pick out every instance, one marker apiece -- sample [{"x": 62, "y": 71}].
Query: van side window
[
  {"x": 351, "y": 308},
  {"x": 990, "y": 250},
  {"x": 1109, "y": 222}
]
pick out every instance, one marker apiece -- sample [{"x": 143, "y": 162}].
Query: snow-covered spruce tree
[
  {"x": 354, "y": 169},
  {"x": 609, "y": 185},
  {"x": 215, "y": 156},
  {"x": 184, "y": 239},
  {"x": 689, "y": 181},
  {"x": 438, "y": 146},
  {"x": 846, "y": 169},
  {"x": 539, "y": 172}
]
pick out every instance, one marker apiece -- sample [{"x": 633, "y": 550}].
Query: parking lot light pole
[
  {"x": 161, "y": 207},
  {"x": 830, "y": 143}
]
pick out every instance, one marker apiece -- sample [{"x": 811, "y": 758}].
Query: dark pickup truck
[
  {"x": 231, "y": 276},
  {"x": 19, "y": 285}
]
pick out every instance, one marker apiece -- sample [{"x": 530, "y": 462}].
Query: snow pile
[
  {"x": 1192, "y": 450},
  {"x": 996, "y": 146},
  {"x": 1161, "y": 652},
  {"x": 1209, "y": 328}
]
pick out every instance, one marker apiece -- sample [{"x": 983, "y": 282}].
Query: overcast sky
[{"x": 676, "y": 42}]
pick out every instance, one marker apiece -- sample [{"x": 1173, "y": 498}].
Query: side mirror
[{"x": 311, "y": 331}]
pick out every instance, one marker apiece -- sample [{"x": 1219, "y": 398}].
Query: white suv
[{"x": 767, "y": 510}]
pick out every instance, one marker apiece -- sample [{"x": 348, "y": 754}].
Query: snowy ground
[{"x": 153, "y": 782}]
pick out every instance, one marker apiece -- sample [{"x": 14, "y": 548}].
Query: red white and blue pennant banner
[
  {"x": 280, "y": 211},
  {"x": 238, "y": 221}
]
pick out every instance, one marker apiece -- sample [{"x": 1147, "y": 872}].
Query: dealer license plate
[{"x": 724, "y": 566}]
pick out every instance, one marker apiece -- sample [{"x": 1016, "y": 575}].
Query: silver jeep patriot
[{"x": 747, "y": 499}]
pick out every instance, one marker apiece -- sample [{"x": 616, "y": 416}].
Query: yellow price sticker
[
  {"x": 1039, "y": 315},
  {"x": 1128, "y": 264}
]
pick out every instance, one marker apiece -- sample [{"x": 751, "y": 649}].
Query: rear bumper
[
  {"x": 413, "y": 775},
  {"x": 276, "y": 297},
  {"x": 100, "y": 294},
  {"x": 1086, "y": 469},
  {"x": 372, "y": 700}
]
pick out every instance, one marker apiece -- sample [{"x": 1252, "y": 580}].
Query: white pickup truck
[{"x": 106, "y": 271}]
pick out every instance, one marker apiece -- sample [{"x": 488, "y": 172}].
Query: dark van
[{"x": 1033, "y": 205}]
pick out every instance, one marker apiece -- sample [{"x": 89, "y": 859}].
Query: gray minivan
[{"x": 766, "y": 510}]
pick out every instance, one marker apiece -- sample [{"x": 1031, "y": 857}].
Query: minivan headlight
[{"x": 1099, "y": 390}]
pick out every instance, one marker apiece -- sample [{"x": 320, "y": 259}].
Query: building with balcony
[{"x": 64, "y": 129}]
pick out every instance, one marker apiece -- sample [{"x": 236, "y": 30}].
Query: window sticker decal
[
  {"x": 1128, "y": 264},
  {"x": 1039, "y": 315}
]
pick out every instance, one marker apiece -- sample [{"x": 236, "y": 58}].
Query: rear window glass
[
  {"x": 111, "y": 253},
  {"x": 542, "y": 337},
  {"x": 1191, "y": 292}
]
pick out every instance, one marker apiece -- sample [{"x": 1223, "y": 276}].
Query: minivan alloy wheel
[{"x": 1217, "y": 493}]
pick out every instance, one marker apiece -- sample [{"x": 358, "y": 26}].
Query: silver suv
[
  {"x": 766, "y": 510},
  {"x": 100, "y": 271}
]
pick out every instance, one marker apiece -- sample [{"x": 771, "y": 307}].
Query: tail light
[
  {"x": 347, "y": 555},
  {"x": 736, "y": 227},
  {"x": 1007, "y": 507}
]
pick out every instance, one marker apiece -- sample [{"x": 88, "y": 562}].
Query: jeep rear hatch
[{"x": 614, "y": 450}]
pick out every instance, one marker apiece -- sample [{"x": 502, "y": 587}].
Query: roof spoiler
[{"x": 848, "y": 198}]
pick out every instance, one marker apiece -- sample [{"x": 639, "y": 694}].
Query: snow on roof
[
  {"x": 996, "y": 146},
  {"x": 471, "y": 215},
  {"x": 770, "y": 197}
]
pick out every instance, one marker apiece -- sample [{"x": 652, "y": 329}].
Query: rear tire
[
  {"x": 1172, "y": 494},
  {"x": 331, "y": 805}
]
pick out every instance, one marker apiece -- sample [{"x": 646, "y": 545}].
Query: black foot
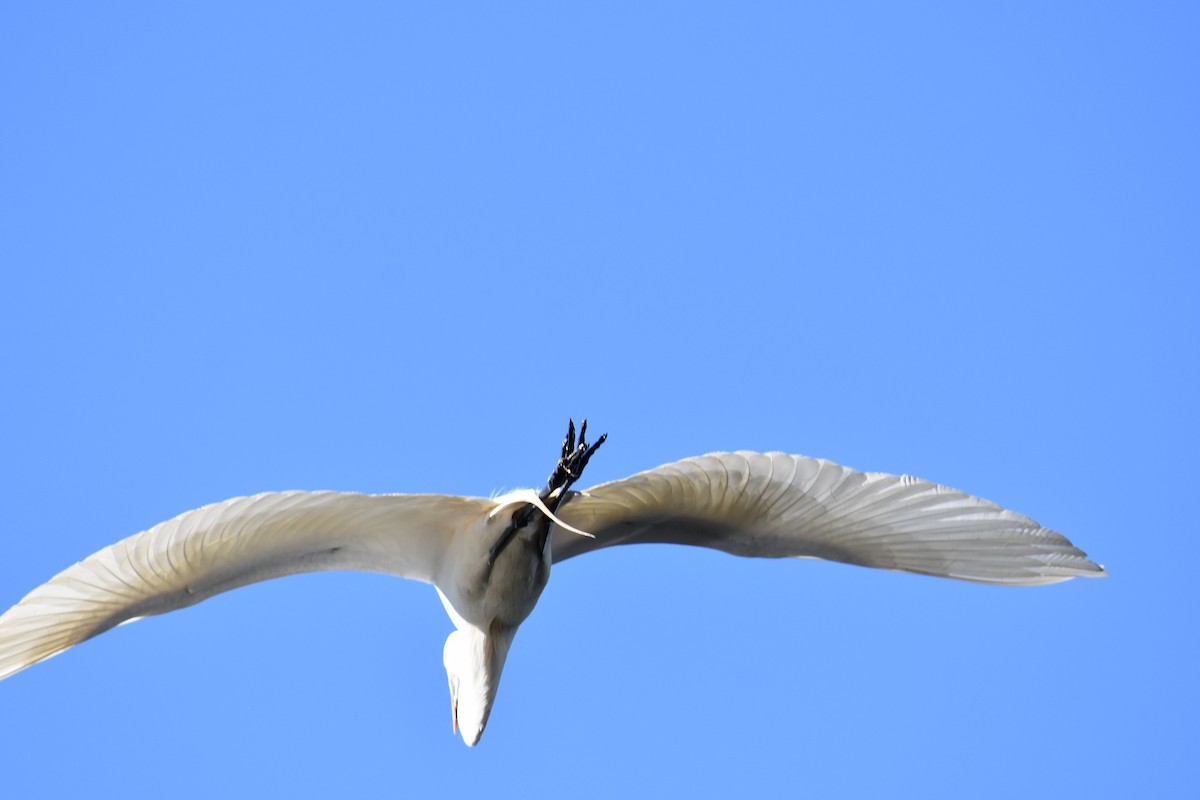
[
  {"x": 570, "y": 463},
  {"x": 568, "y": 470}
]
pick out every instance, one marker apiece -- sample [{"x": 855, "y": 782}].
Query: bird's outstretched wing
[
  {"x": 228, "y": 545},
  {"x": 774, "y": 505}
]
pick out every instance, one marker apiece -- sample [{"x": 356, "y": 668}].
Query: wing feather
[
  {"x": 228, "y": 545},
  {"x": 774, "y": 505}
]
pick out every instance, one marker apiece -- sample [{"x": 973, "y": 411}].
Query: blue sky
[{"x": 393, "y": 247}]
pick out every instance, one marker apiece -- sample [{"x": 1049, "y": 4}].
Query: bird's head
[{"x": 474, "y": 661}]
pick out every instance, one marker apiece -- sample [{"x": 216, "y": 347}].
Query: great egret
[{"x": 490, "y": 559}]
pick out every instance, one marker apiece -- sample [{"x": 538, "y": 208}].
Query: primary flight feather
[{"x": 490, "y": 558}]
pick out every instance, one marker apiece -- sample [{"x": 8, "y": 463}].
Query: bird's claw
[{"x": 570, "y": 464}]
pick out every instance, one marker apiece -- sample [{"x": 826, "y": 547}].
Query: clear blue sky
[{"x": 391, "y": 247}]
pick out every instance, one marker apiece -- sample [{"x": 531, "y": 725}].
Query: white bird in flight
[{"x": 490, "y": 559}]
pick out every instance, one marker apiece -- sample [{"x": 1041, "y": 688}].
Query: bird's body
[{"x": 490, "y": 559}]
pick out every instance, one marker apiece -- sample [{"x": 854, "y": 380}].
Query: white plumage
[{"x": 748, "y": 504}]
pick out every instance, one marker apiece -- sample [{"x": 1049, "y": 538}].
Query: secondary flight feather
[{"x": 490, "y": 559}]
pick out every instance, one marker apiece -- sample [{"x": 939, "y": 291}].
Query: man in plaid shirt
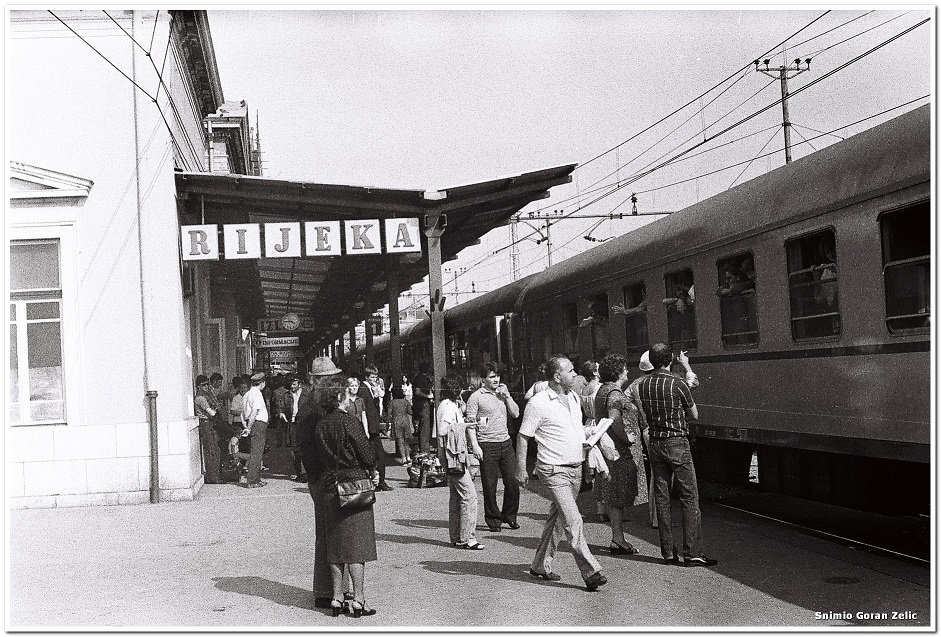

• • • • • • •

▶ WHAT IS EXPECTED:
Please locate each line in the entries above that contains the word "silver", matching case exactly, and copy those lines out in full.

▶ THE COMPLETED TASK:
Query: silver jeep patriot
Query: silver suv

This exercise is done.